▸ **WORK TO BE COMPLETED**: How many lines in the records below contain the string "query"? Case counts. Reply with the number alone.

▸ **RECORDED INFORMATION**:
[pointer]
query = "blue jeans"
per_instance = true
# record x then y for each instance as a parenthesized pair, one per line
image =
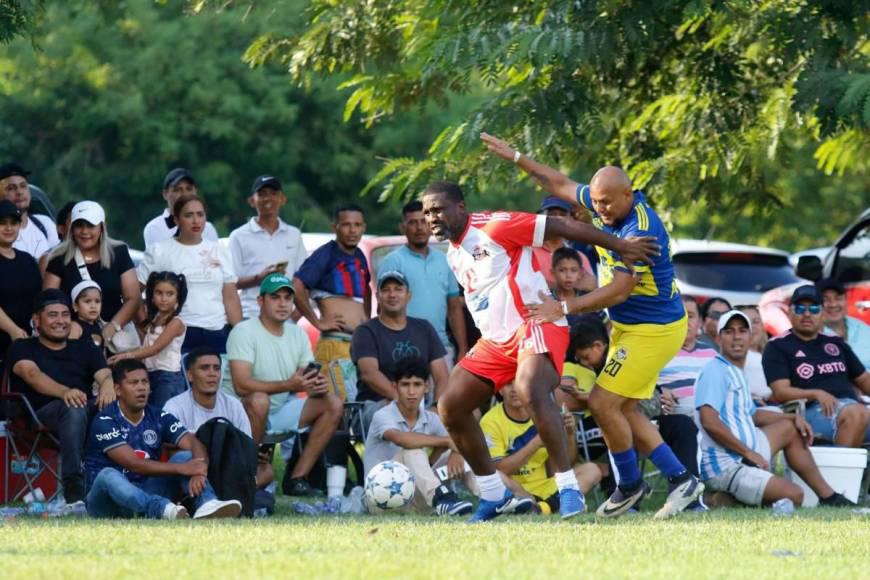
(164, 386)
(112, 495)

---

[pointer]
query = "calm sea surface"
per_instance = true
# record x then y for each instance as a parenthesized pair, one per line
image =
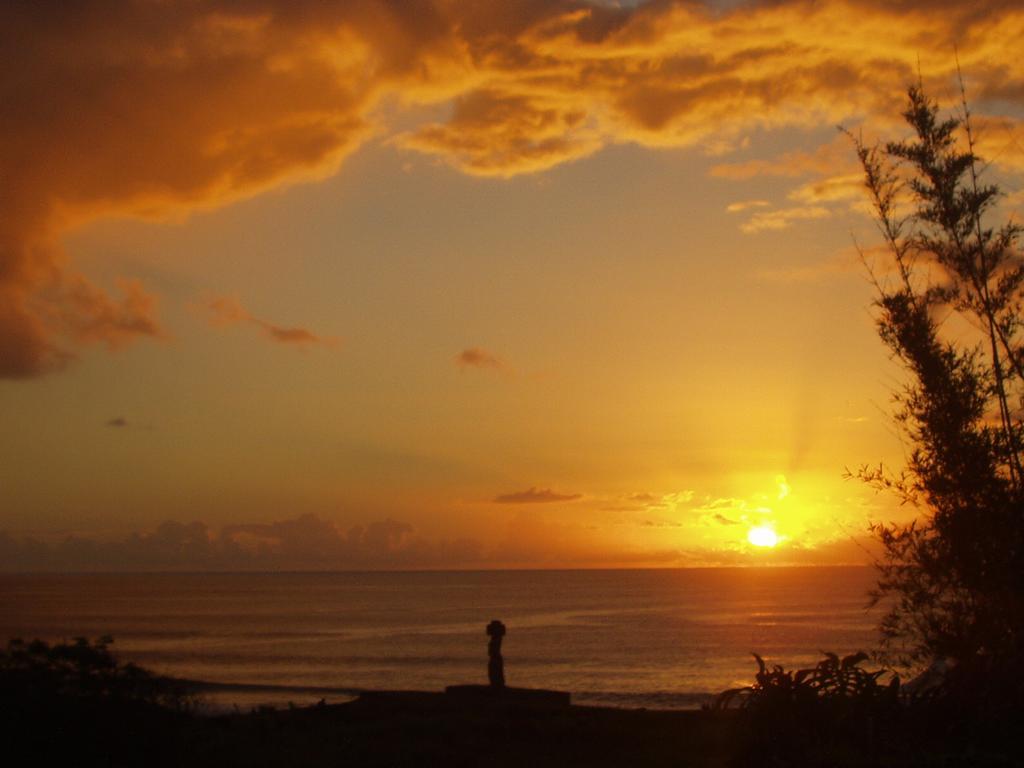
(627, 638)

▸ **EXPECTED ANSWER**: 2